--- What to produce ---
Beginning with the opening line, set down each line of the material below exactly, stopping once the line with "positive clicks: (272, 72)" is done.
Content starts
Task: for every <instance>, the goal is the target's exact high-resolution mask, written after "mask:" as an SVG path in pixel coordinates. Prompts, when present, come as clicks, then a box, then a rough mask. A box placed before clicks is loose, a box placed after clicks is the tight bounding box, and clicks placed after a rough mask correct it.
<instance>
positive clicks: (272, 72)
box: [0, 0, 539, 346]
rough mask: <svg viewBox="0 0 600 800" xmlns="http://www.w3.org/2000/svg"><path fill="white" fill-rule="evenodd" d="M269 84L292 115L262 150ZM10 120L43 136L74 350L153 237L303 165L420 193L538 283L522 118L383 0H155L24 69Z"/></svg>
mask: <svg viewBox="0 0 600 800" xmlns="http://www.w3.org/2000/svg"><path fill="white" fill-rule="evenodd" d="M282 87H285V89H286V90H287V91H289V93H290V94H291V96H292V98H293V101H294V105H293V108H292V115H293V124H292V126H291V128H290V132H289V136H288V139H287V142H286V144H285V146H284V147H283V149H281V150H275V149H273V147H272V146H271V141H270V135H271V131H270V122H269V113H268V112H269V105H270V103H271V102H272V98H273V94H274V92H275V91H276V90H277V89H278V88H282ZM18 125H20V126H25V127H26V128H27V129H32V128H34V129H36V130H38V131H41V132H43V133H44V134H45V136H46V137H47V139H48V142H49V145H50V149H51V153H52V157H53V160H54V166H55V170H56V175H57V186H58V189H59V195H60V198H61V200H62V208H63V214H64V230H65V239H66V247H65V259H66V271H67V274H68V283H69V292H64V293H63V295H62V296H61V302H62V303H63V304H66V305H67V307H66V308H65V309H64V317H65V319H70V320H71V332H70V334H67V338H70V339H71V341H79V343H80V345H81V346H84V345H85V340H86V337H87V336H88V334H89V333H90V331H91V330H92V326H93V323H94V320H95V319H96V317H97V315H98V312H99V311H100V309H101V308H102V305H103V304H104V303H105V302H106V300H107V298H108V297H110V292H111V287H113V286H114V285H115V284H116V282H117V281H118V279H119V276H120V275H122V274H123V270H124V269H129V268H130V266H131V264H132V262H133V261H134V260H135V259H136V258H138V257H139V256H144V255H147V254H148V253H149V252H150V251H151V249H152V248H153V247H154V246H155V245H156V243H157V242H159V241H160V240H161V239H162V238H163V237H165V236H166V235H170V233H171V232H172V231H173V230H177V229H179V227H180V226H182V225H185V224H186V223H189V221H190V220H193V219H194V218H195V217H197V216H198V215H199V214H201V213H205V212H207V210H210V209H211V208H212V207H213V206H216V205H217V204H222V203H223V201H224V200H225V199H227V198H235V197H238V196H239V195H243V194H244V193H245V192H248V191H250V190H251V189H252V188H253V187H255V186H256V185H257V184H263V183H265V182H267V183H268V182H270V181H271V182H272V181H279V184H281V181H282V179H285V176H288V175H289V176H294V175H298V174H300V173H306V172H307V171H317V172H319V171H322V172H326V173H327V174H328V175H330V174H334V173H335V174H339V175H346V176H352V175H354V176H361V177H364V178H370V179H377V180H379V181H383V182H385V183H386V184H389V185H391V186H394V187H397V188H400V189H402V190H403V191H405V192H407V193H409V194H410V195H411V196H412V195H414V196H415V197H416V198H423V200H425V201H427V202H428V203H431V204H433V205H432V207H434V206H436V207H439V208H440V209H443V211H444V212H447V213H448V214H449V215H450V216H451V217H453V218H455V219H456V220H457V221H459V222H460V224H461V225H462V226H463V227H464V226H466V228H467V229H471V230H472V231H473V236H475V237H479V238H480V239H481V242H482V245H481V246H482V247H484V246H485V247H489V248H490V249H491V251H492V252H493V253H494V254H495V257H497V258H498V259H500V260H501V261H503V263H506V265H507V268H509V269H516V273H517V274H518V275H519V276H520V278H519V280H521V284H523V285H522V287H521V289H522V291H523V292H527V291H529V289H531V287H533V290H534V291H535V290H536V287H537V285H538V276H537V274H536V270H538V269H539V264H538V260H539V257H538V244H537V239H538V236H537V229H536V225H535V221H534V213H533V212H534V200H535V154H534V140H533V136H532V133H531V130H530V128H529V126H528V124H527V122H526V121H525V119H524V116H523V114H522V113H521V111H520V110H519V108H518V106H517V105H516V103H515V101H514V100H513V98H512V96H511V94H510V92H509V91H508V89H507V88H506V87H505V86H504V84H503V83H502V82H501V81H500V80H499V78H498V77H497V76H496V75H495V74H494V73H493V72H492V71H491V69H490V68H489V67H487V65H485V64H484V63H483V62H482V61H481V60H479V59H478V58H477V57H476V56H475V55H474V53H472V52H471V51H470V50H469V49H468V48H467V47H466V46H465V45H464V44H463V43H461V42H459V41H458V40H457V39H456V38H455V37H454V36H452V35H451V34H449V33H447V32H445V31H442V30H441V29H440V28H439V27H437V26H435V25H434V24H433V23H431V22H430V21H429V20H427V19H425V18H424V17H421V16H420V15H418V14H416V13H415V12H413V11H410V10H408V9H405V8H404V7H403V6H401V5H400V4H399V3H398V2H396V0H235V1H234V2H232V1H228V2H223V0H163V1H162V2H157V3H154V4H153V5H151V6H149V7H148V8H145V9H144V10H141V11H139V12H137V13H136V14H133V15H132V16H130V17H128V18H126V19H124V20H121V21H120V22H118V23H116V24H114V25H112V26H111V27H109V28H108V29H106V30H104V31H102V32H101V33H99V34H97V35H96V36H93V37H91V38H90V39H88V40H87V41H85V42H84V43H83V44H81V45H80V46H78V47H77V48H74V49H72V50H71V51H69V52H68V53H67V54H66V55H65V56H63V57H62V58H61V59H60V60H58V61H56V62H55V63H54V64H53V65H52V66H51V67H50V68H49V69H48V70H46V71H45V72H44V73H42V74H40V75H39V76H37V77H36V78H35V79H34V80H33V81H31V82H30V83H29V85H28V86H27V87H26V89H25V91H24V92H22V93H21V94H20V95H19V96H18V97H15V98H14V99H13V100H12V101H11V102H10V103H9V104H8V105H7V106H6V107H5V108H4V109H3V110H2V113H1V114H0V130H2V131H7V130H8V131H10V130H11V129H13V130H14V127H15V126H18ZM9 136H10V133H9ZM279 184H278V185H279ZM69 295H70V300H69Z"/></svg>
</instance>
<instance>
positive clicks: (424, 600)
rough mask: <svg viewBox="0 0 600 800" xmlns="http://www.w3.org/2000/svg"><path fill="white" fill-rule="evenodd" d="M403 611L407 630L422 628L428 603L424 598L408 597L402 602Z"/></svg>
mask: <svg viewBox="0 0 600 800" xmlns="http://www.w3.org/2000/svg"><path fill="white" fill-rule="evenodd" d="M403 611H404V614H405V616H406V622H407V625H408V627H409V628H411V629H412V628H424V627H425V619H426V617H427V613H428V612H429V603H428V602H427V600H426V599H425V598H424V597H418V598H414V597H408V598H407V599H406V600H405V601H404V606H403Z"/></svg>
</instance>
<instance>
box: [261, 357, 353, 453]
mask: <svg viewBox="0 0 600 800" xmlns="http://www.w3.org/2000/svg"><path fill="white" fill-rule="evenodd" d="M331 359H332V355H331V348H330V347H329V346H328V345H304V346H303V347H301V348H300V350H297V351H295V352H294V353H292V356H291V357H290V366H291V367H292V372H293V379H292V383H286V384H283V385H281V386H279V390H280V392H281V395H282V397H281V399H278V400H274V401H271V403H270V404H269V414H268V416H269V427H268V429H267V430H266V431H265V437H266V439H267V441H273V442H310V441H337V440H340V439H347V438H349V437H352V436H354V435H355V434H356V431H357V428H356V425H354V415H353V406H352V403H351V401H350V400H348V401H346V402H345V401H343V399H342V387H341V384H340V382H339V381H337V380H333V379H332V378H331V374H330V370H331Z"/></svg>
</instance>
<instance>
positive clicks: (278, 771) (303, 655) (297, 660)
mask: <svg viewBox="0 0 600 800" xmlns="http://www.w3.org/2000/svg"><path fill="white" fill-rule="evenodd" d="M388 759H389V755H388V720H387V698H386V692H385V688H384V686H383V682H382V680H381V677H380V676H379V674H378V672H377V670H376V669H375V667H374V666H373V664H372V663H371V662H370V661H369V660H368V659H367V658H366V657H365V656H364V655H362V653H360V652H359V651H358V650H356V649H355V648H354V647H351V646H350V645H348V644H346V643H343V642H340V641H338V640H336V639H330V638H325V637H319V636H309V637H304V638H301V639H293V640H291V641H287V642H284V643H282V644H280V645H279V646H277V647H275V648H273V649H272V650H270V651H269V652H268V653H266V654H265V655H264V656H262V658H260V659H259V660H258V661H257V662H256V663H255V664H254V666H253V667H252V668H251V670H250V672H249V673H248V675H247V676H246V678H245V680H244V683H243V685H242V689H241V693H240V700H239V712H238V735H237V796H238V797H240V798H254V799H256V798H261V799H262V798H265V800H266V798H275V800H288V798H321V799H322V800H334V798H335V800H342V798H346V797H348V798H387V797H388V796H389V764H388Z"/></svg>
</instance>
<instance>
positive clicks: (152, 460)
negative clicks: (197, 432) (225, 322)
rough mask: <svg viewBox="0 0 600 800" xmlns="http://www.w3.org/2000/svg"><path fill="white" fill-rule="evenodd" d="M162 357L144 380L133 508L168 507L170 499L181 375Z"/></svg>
Content ends
--- Answer to this exercise ---
Task: for every <instance>, the goal is the target's exact high-resolution mask, written after "mask:" as an SVG path in pixel coordinates. Prompts, when present, come as clicks, then a box, then a rough mask. A box placed before clicks is loose, a box placed after clicks is the tight bounding box, and clicks placed after a rough mask correct it.
<instance>
positive clicks: (272, 72)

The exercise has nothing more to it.